* _Short exercise_
Rewrite the part of the listing from the line with "[tag] blonde hair: a pin per instance" up to and including its last line, renaming "skyscraper" to "high-rise tower" and leaving everything else unchanged. Omit the pictures from your answer.

* _Task input_
· · · ·
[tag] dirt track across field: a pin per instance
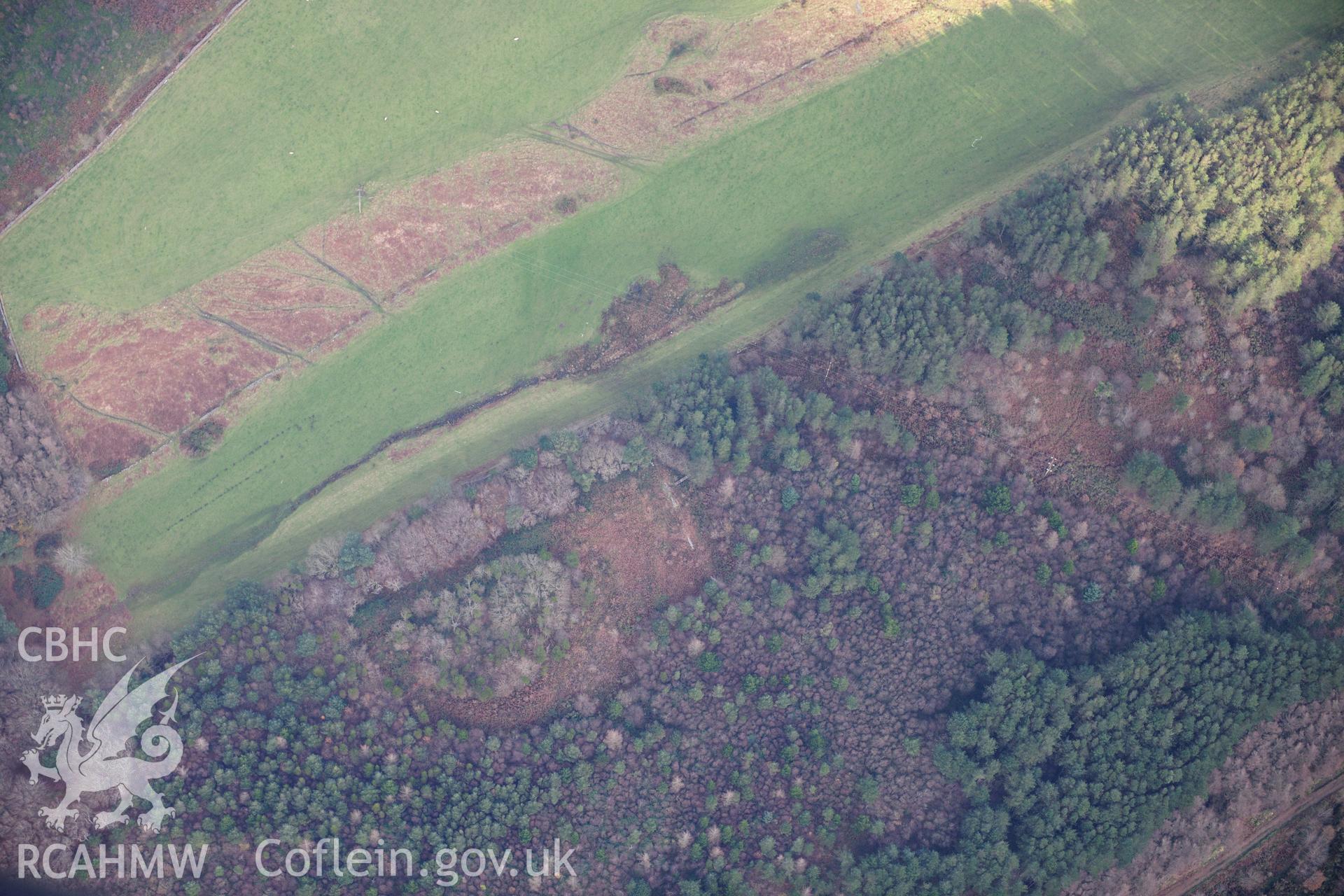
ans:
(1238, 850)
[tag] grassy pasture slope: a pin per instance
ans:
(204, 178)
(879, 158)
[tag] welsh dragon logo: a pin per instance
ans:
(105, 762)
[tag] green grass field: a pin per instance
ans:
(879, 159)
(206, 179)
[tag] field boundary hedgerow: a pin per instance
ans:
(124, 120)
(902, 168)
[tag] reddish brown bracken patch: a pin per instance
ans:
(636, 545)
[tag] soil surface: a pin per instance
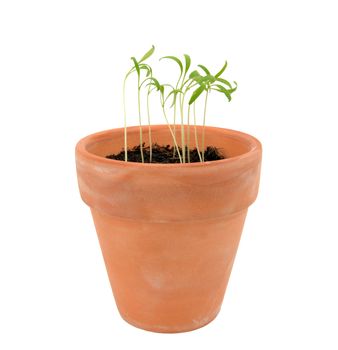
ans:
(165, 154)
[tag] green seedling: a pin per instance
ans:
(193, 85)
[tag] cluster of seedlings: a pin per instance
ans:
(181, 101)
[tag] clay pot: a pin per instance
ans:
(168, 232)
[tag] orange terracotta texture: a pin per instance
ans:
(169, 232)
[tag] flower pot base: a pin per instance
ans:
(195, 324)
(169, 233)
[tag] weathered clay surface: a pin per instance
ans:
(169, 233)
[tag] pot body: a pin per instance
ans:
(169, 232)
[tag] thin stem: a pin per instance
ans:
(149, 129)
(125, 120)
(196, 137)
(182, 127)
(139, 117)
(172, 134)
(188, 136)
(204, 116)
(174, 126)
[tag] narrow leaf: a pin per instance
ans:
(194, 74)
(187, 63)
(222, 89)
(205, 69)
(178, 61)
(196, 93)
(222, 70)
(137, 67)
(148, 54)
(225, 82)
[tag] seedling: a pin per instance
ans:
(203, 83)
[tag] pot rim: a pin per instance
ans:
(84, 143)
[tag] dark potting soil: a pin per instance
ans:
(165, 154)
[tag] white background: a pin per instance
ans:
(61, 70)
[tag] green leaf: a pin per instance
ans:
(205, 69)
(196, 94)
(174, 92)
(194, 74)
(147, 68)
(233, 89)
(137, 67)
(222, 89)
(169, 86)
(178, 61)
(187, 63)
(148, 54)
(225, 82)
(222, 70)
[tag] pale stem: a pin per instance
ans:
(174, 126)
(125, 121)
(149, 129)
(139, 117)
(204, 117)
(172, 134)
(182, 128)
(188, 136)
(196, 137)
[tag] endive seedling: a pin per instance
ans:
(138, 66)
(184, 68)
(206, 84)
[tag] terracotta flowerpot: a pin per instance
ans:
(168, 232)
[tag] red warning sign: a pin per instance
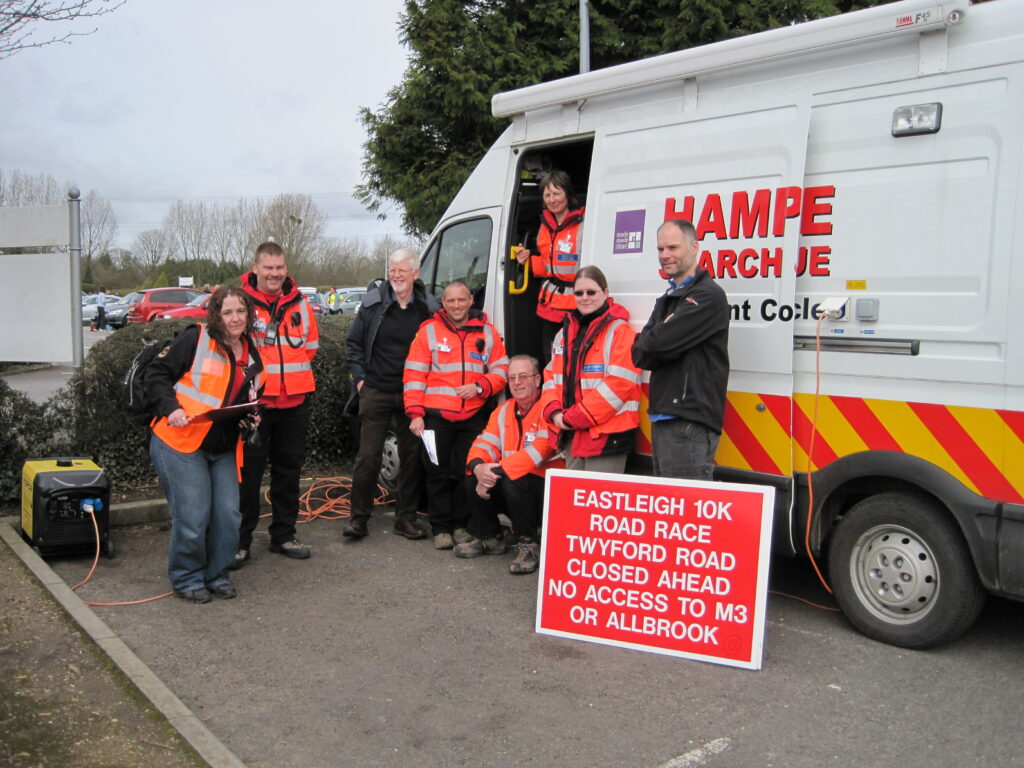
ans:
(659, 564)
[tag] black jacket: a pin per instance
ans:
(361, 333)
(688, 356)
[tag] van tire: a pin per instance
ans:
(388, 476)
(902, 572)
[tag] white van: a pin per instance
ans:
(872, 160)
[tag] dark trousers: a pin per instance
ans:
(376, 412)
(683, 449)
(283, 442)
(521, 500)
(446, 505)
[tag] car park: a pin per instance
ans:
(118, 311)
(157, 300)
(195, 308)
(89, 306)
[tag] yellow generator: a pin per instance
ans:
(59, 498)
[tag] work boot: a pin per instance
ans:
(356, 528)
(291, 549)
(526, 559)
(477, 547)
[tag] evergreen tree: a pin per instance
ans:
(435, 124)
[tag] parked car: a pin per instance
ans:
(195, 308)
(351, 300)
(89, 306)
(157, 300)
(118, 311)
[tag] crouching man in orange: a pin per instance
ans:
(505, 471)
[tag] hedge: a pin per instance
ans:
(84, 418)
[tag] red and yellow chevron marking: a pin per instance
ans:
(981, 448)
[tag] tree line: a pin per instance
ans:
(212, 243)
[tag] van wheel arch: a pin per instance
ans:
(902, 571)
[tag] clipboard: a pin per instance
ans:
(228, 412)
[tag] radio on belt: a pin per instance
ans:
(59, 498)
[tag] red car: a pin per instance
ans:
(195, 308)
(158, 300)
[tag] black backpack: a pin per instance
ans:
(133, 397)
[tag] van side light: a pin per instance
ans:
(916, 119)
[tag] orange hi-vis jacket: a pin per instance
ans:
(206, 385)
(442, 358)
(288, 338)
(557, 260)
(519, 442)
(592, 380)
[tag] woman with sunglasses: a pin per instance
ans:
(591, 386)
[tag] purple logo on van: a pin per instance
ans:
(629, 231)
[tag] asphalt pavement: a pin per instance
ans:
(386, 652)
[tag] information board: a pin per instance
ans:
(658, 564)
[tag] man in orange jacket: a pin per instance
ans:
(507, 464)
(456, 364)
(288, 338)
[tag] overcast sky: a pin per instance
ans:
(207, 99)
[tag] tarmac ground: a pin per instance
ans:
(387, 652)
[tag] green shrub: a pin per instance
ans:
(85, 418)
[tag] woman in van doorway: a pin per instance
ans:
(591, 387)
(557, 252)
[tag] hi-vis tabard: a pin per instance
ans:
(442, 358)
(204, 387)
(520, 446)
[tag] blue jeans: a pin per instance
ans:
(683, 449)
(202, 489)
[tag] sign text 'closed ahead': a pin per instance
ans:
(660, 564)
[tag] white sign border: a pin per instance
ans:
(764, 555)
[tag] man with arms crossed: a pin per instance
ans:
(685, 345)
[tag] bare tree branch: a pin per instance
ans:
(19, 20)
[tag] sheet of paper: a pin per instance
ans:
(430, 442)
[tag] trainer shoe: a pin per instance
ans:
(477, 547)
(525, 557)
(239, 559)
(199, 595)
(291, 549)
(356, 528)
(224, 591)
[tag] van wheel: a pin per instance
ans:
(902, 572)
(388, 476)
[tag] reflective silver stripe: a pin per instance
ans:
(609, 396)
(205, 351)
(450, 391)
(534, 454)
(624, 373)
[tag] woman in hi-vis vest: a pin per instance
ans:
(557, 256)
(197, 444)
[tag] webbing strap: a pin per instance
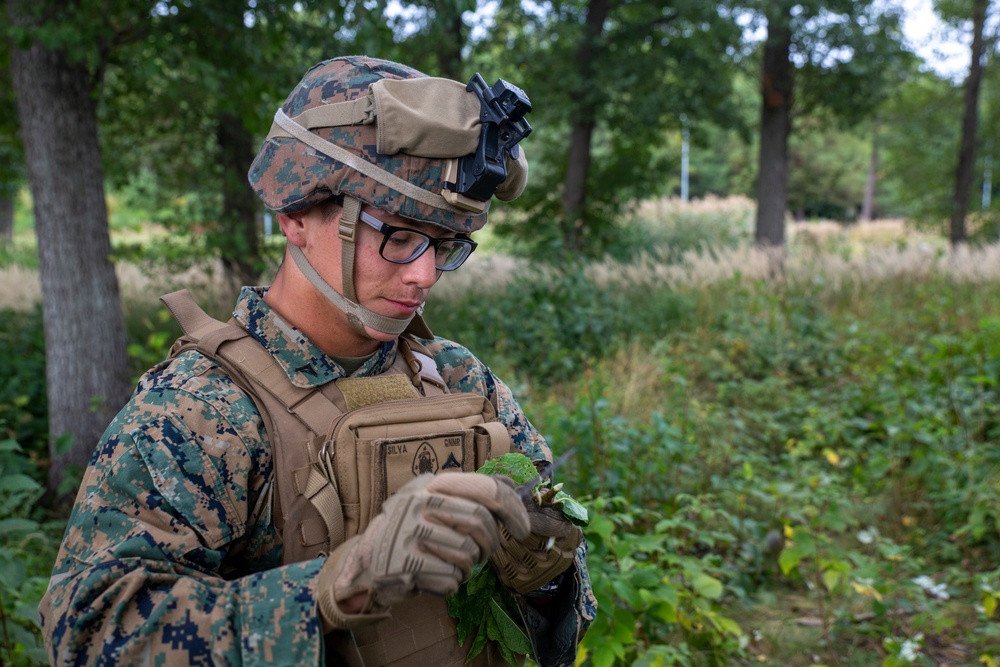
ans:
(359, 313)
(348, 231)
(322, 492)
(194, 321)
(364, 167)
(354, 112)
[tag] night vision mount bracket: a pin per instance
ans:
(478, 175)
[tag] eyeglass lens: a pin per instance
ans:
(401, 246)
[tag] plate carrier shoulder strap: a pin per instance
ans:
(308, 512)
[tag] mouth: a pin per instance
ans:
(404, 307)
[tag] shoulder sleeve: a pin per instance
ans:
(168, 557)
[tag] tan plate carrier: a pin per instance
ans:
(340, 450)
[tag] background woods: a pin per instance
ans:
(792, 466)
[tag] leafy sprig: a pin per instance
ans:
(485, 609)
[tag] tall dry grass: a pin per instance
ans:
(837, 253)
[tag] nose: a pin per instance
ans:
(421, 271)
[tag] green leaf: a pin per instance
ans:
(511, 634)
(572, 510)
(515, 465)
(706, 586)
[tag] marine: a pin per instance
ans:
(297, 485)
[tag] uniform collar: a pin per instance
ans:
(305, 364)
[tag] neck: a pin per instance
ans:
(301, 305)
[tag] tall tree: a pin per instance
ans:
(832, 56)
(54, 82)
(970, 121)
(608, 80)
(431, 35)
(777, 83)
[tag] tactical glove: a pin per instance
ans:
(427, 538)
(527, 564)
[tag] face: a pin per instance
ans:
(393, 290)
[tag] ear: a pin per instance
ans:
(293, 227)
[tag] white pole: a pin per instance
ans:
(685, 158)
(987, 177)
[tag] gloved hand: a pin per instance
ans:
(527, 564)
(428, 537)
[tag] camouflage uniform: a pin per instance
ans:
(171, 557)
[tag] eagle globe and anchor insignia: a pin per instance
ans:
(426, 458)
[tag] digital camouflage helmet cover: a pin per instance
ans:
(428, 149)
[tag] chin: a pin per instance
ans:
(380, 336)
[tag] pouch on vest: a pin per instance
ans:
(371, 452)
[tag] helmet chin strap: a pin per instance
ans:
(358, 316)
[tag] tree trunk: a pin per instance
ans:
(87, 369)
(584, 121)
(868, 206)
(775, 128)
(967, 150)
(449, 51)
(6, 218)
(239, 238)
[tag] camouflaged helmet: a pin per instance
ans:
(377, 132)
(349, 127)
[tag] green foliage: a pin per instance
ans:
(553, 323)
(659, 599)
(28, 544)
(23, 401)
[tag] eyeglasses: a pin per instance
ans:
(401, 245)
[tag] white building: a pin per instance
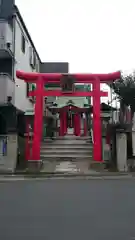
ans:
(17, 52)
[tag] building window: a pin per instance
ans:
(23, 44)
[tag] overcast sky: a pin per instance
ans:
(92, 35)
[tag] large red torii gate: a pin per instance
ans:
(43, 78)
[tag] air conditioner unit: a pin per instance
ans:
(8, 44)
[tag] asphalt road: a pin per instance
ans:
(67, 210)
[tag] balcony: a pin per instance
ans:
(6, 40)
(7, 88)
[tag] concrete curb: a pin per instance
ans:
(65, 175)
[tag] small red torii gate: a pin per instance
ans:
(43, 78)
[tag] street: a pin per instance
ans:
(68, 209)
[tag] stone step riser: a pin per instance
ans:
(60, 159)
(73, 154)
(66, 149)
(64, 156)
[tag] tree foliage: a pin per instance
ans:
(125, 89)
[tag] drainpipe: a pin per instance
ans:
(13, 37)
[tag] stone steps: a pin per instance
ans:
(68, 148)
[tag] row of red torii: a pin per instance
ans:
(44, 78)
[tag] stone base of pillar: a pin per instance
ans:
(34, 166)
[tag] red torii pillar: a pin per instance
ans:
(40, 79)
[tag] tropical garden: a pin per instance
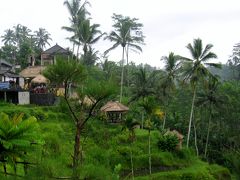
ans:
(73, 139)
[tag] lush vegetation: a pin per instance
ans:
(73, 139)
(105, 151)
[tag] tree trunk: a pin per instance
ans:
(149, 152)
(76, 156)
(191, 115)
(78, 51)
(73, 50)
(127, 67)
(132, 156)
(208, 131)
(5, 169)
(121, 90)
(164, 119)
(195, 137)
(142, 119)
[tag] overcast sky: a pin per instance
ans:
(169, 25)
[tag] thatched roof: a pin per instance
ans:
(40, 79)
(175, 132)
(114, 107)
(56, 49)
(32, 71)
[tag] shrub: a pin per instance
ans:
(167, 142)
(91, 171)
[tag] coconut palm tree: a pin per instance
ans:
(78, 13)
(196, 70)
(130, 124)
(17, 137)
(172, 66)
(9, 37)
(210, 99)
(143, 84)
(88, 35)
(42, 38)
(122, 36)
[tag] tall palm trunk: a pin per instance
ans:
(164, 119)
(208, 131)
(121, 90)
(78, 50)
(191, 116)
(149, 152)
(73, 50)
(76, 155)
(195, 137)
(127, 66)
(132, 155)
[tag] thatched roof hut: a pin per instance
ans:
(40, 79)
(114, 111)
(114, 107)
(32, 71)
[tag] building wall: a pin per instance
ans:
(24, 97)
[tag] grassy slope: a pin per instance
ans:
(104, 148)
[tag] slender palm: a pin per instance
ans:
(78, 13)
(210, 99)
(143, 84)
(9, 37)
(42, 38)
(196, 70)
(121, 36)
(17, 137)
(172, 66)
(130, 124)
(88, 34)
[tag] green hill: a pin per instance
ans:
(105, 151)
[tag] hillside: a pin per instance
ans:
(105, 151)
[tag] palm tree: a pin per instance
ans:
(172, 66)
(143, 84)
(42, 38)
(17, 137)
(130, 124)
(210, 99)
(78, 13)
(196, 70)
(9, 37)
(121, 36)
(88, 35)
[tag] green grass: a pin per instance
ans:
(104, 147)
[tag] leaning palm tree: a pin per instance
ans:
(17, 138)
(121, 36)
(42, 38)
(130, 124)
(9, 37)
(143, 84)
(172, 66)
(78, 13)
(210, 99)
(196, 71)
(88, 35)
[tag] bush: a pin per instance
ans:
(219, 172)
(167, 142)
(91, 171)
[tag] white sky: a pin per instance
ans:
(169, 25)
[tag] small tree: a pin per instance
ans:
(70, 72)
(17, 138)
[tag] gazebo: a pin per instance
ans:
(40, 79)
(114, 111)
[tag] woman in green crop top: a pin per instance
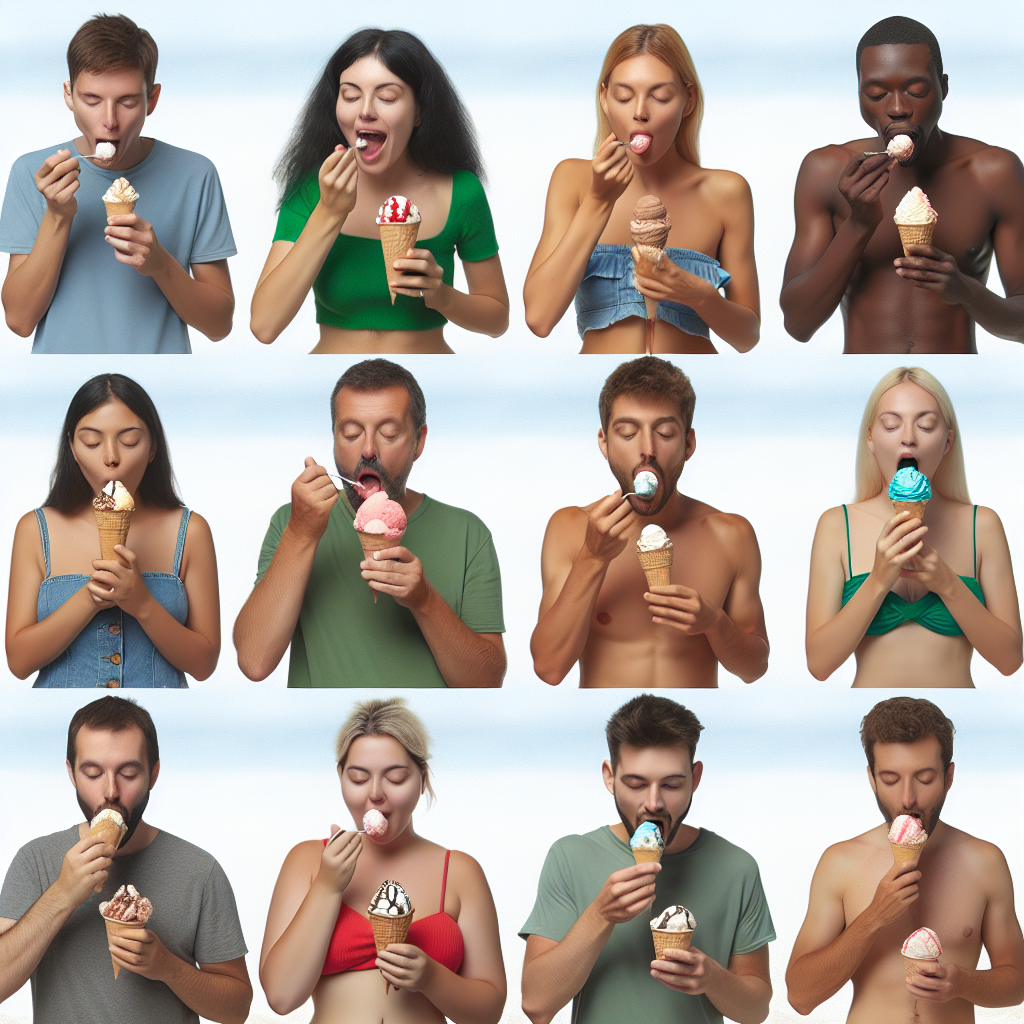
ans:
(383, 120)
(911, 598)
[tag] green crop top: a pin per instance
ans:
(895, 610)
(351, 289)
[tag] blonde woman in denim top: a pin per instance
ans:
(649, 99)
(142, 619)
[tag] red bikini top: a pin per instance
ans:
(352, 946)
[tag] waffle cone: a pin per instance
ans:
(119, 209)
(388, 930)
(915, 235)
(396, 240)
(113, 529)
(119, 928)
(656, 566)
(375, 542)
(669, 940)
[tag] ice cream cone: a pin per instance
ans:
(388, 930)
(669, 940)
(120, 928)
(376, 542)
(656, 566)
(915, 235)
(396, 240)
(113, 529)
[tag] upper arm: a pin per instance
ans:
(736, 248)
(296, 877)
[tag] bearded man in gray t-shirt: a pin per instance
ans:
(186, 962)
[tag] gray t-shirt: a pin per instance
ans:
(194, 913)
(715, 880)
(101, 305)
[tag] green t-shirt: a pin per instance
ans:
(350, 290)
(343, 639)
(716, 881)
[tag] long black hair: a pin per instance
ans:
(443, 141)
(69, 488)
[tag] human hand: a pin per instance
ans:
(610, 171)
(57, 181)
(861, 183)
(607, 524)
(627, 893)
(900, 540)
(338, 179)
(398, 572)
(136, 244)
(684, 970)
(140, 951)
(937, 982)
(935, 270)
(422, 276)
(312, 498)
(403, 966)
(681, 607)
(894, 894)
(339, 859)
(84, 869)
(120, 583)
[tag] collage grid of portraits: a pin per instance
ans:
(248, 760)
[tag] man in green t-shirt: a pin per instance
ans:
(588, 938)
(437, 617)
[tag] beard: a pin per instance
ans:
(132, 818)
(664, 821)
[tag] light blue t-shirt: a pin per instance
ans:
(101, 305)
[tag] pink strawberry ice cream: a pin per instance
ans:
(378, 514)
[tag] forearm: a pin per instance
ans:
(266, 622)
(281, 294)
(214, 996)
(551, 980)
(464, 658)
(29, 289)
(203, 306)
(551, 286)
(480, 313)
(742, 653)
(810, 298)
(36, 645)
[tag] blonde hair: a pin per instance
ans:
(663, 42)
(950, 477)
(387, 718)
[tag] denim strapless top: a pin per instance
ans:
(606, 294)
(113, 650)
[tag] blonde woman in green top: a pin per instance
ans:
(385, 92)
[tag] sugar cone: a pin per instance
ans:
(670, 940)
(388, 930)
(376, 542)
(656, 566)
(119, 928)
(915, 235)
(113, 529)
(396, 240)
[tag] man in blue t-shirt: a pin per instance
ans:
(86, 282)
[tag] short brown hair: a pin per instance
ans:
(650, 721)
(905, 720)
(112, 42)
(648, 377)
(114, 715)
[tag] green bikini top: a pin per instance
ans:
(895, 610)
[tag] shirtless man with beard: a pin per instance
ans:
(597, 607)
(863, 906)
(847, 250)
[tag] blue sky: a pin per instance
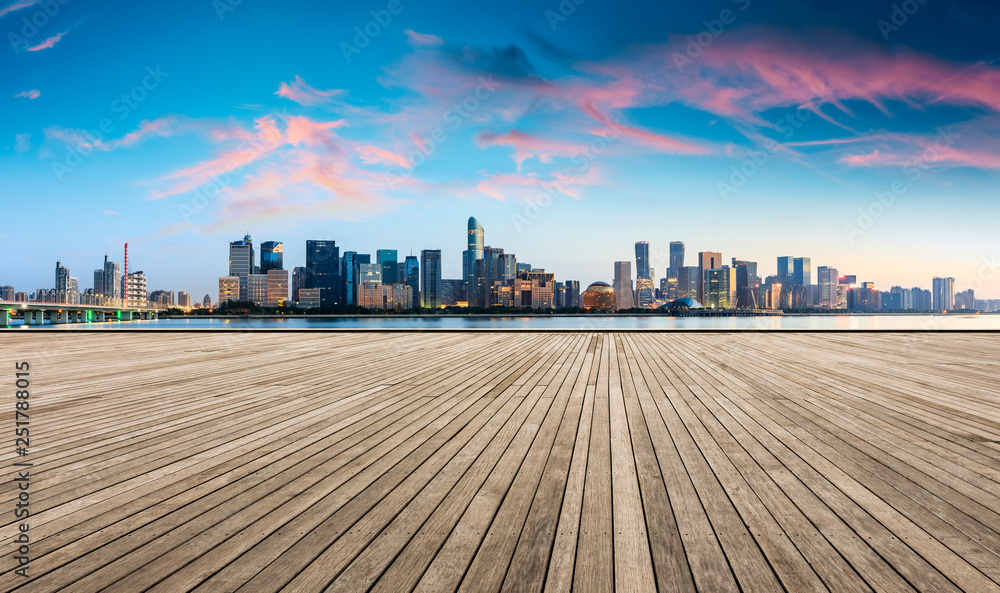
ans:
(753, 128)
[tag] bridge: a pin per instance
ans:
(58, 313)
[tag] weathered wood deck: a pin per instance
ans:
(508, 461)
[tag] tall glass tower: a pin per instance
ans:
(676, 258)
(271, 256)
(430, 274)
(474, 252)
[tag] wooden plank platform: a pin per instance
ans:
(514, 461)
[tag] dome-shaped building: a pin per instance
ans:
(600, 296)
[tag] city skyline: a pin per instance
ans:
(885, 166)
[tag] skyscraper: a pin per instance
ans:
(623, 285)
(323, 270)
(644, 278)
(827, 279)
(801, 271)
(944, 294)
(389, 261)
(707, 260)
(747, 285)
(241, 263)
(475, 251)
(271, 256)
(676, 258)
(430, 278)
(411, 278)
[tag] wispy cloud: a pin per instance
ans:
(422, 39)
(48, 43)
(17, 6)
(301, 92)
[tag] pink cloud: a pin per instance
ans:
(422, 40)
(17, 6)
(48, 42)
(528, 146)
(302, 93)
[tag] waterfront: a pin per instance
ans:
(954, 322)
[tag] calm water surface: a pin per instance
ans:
· · · ·
* _Written solution_
[tag] blonde hair: a pin per instance
ans:
(663, 42)
(950, 477)
(387, 718)
[tag] denim strapless top: a pin per instance
ans:
(606, 294)
(113, 650)
[tag] blonde woman in green top: a pin per instance
ans:
(385, 92)
[tag] sugar cone: a pin per instance
ans:
(670, 940)
(388, 930)
(376, 542)
(656, 566)
(119, 928)
(915, 235)
(113, 529)
(396, 240)
[tag] man in blue t-shirt: a pin per instance
ans:
(86, 282)
[tag] short brown hair: a pin per instance
ans:
(650, 721)
(905, 720)
(112, 42)
(648, 377)
(114, 715)
[tag] green bikini top: a pin per instance
ans:
(895, 610)
[tag] shirtless man with beard: a pin per instance
ans:
(597, 607)
(863, 906)
(847, 250)
[tag] blue sky: a pin per instance
ans:
(753, 128)
[tag] bridge: a pin per instance
ans:
(58, 313)
[tag] weathered wood deck: a pin per instance
ans:
(508, 461)
[tag] tall glass tower: a pin per instance
ans:
(676, 258)
(271, 256)
(430, 274)
(474, 252)
[tag] wooden plank platform: a pin per instance
ans:
(514, 461)
[tag] dome-shaped building: a pin per instance
ans:
(600, 296)
[tag] city skyline: a pin per instance
ans:
(885, 166)
[tag] high-rise tower: a pin per instance
ans:
(623, 285)
(323, 270)
(644, 278)
(827, 279)
(801, 271)
(944, 294)
(389, 261)
(707, 260)
(747, 285)
(241, 263)
(475, 251)
(271, 256)
(676, 258)
(430, 278)
(411, 278)
[tag] wispy cloud: a pin per instance
ans:
(422, 39)
(48, 43)
(17, 6)
(301, 92)
[tag] pink cloud: a pin per instance
ans:
(422, 40)
(17, 6)
(48, 42)
(528, 146)
(302, 93)
[tag] waterfront: a pin per instance
ans:
(954, 322)
[tag] calm water surface: a pin per instance
ans:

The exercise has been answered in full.